(Stored data entries)
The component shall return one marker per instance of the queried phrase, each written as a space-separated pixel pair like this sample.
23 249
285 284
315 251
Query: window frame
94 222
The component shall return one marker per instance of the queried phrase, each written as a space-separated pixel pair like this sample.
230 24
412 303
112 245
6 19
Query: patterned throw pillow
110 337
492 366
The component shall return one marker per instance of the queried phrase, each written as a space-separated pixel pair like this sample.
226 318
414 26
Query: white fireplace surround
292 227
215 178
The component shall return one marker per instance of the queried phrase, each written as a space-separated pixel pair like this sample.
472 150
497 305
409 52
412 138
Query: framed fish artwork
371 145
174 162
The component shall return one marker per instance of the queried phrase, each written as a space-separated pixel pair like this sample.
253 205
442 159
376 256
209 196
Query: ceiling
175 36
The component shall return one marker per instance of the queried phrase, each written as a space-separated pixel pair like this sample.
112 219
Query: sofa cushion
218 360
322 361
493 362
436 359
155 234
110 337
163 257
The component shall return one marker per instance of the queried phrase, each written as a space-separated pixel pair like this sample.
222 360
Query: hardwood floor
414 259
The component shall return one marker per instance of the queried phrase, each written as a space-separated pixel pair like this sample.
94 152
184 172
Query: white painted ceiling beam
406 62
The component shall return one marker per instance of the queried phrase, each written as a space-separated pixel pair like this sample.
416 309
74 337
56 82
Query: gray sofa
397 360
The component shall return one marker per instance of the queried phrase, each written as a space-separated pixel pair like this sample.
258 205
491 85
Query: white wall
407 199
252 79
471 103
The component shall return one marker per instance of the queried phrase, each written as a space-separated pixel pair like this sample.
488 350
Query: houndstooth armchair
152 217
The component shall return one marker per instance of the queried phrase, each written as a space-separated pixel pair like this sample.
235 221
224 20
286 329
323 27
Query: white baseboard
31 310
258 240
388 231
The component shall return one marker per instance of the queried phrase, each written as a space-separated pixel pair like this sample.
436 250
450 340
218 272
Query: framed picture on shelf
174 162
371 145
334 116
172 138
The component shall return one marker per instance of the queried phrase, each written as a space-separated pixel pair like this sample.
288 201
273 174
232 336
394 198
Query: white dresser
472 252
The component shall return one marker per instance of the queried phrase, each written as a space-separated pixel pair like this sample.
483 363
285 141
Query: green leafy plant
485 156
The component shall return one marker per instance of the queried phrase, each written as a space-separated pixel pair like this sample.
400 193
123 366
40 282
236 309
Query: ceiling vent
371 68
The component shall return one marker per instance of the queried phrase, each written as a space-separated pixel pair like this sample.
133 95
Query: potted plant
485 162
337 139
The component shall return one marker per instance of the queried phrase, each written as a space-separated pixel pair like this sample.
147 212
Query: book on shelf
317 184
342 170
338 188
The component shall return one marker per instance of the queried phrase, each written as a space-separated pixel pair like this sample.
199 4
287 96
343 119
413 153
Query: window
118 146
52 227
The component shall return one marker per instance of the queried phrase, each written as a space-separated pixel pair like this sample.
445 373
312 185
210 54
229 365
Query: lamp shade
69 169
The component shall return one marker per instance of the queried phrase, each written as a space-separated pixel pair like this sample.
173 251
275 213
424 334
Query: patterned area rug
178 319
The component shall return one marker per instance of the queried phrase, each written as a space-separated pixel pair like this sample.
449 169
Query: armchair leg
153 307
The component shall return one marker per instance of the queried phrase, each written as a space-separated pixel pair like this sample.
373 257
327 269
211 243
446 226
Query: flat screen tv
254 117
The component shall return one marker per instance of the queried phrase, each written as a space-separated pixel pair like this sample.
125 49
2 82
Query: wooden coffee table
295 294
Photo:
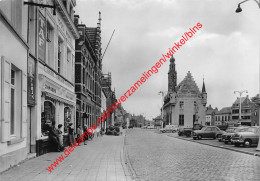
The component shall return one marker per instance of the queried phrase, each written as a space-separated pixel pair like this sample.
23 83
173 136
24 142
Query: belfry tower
172 76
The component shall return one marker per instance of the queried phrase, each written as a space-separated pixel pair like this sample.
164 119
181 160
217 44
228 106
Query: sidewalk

* [WHAT IS BEING ASKED] Reproduce every record verbatim, please. Omit the images.

* [RESPONSE FOR THIS EXERCISE]
The component shall return one marker per instance of the queried phrase, each written as a space-separated pixel pair like this sample.
23 249
285 284
315 251
Query: window frame
94 222
The component shall return one marker per instance of the queried phrase, each written as a space-separated pixel pair like this sample.
230 24
412 303
112 245
6 19
Query: patterned throw pillow
110 337
492 366
The component shall return one marker per instance of the queried phrase, each written as a space-separated pixel pair like this sample.
226 318
414 26
Query: white fireplace surround
292 227
215 178
The component shall return one marker per instance of the queried phrase, each written as a space-separated pixel pair like this sample.
472 150
497 305
409 52
412 138
Query: framed fish artwork
371 145
174 162
The component shall return one marker per instance of the queried phrase, each written as a space-separated pixel pair like this sample.
253 205
442 159
376 256
209 196
Query: ceiling
175 36
The component shall return one marker per instance of the queried phrase, each written as a space-separated pixel pair like this sample.
112 219
Query: sofa cushion
218 360
322 361
493 362
436 359
155 234
110 337
163 257
The component shall return one marker per instance of the queried phrase, each written as a space-separated pixel pair like this sample.
222 360
Query: hardwood floor
414 259
The component shall return one marker per instance of the queried phrase, each written as a space-separated pixel pair like this sample.
94 152
184 172
Query: white painted ceiling beam
406 62
The component shall return one marker per instance of the queried phrase, each written as a space-separated pixel pair like this sample.
416 309
74 337
56 82
Query: gray sofa
397 360
The component shall return one marker per instance of the queried phrase, each written as a space-separated pixel pair like this sample.
258 205
491 85
Query: white wall
407 199
252 79
471 103
The component shall return one marker per instance of the queried phrase, each written as a space-separated pixel pair like this sample.
488 350
Query: houndstooth armchair
152 217
The component shall return one marker per instance of the queried phrase, each written as a space-separated pixel pair like this sample.
235 221
224 20
286 329
323 27
Query: white baseboard
31 310
258 240
388 231
The component shall return one marker per instance of the queried phrase, each written as a space-separated pixel pair like this sample.
436 250
450 340
218 272
Query: framed picture on shelf
174 162
371 145
334 116
172 138
The component shall return one marker per instance of the queried phrase, each written as a space-separated pixel pair like this sample.
288 201
273 174
232 336
394 198
Query: white dresser
472 252
The component shall return one marker per instance of the queried phrase, each written as a space-separated pixel pair like this sample.
483 363
285 141
Query: green leafy plant
485 156
The component shall return one marker per instance of the queried phrase, each written as a space-separated pixel pair like this sample.
400 193
123 366
40 282
236 309
Query: ceiling vent
371 68
The component shall return one marker per instance of the queried phrase, each written as a space-separated pixel pair like this sample.
133 95
Query: potted plant
485 162
337 139
The component shall return one marker per instance of the queried phrase, each written as a space-separated pixel pair like this sample.
147 212
Query: book on shelf
317 184
342 170
338 188
The component shall return one marker per instance of the queried phrase, each written as a space-separated pixel pair like this sample.
199 4
287 96
343 119
413 153
Query: window
118 146
52 227
The component shall return one marker per instance of the queried phrase, each written as a space-separated pixel pair like this sample.
445 373
312 185
210 54
229 365
Query: lamp shade
69 169
The component shall return one marker per instance of the queried phrase, each written as a space-separated pixel pair like this sample.
173 251
275 213
424 334
Query: patterned area rug
178 319
The component shall return one marker per instance of the queried phrase, each written as a space-separated pixel pair like this sample.
449 169
Query: armchair leg
153 307
The component shall return one marker per instance of the queried phrase, each written as a space-separated pixel pair like this sample.
373 257
327 269
211 243
446 226
Query: flat screen tv
254 117
The component shall return one marker per instance of the queried phrase, each written as a space-separated pixel pair like this sample.
125 49
2 82
Query: wooden coffee table
295 294
Photo:
The component shall return one marker per instance of the queried phrase, each written as a space-separated pixel pair like this sample.
23 83
173 136
24 142
Query: belfry tower
172 76
The component shall return one marker per instance of the queried phrase, each written as a space-separated pixel pair like this sample.
164 119
181 160
217 44
228 106
Query: sidewalk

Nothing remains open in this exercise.